- EXERCISE GOAL:
Write the lines below as a JSON list of strings, with one string for each line and no entries for blank lines.

- EXERCISE INPUT:
==============================
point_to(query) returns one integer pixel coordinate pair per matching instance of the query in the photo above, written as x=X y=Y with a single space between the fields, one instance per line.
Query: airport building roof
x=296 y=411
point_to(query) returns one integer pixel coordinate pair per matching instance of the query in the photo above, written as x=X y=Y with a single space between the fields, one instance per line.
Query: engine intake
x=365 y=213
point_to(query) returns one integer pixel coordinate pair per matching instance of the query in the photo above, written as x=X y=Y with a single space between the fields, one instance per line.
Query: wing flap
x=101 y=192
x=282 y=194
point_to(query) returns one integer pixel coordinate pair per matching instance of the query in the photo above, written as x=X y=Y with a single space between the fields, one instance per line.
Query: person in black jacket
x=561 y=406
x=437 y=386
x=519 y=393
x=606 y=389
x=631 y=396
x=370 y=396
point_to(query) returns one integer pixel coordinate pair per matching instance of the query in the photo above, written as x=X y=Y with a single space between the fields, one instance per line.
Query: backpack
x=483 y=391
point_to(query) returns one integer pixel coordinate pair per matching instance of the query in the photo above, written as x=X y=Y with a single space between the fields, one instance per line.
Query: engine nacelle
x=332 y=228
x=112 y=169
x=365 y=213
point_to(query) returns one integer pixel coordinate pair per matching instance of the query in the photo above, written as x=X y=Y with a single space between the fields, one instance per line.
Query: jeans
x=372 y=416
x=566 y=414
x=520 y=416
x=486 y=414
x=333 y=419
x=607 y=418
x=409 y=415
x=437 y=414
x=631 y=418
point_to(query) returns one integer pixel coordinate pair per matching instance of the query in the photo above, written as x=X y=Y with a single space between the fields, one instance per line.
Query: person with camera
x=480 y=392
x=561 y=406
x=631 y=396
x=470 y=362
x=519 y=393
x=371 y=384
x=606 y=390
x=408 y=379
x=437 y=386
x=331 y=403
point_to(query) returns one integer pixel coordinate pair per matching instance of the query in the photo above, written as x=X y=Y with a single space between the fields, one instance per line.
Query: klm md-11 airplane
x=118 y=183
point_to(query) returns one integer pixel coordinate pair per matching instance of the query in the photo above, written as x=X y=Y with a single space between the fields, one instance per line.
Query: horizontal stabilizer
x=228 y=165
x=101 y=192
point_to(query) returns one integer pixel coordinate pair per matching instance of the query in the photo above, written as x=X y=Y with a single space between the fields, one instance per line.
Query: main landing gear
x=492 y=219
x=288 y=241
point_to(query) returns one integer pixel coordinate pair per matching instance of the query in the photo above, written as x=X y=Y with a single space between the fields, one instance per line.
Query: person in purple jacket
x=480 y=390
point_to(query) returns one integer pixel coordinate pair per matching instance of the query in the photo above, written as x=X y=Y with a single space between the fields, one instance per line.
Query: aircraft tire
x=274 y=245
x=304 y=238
==============================
- EXPECTED ANSWER:
[
  "point_to(query) returns one integer pixel coordinate pair per matching instance of the query in the photo above, written as x=X y=Y with a single space between the fields, one instance per line.",
  "Query: airport building roof",
  "x=296 y=411",
  "point_to(query) returns one integer pixel coordinate pair per matching instance of the query in the photo above, written as x=X y=Y with a single space between the fields, one instance per line.",
  "Query: engine intake",
  "x=365 y=213",
  "point_to(query) returns one integer pixel coordinate pair per matching instance of the query in the photo above, written as x=X y=Y with a single space between the fields, one instance per line.",
  "Query: wing flap",
  "x=101 y=192",
  "x=282 y=194",
  "point_to(query) returns one integer pixel coordinate pair per matching instance of the query in the photo above, written as x=X y=Y with a single space between the fields, one instance per line.",
  "Query: person in black jacket",
  "x=561 y=406",
  "x=437 y=386",
  "x=519 y=393",
  "x=606 y=389",
  "x=631 y=396",
  "x=370 y=396",
  "point_to(query) returns one integer pixel coordinate pair per matching instance of the query in the photo above, written as x=X y=Y with a single space between the fields, one instance per line.",
  "Query: backpack",
  "x=483 y=391",
  "point_to(query) returns one integer pixel coordinate pair per matching instance of the query in the photo above, written as x=X y=Y with a single space between the fields, one instance per line.",
  "Query: engine nacelle",
  "x=332 y=228",
  "x=112 y=169",
  "x=365 y=213",
  "point_to(query) returns one integer pixel coordinate pair per matching instance of the query in the photo above, written as x=X y=Y with a single space between the fields, one instance per line.",
  "Query: jeans",
  "x=372 y=416",
  "x=566 y=414",
  "x=520 y=416",
  "x=486 y=414",
  "x=333 y=419",
  "x=607 y=418",
  "x=409 y=415",
  "x=437 y=414",
  "x=631 y=418",
  "point_to(query) returns one integer pixel coordinate pair per matching instance of the query in the photo above, written as x=X y=Y with a single space between the fields, one instance per line.",
  "Query: person with camera",
  "x=480 y=392",
  "x=561 y=406",
  "x=631 y=396",
  "x=470 y=362",
  "x=519 y=393",
  "x=371 y=384",
  "x=606 y=390",
  "x=408 y=379",
  "x=437 y=386",
  "x=331 y=403",
  "point_to(query) returns one integer pixel coordinate pair per matching instance of the query in the photo above, written as x=X y=Y with a single space between the fields, one instance per line.",
  "Query: klm md-11 airplane",
  "x=118 y=183",
  "point_to(query) returns one integer pixel coordinate pair per matching instance of the query in the photo above, written as x=X y=Y with a single space between the fields, one instance per line.",
  "Query: horizontal stabilizer",
  "x=228 y=165",
  "x=101 y=192",
  "point_to(query) returns one integer pixel coordinate pair per matching instance of the query in the photo above, written as x=X y=Y with a single space between the fields, one instance per line.",
  "Query: main landing gear",
  "x=492 y=219",
  "x=288 y=241",
  "point_to(query) returns one integer pixel coordinate pair per matching instance of the query in the photo above, written as x=X y=Y with a single space between the fields, one instance per line.",
  "Query: person in purple jacket",
  "x=480 y=390",
  "point_to(query) returns one integer pixel coordinate pair per matching instance of the query in the photo above, written as x=X y=Y with a single space between the fields, one instance per line.",
  "Query: aircraft tire",
  "x=274 y=245",
  "x=304 y=238"
]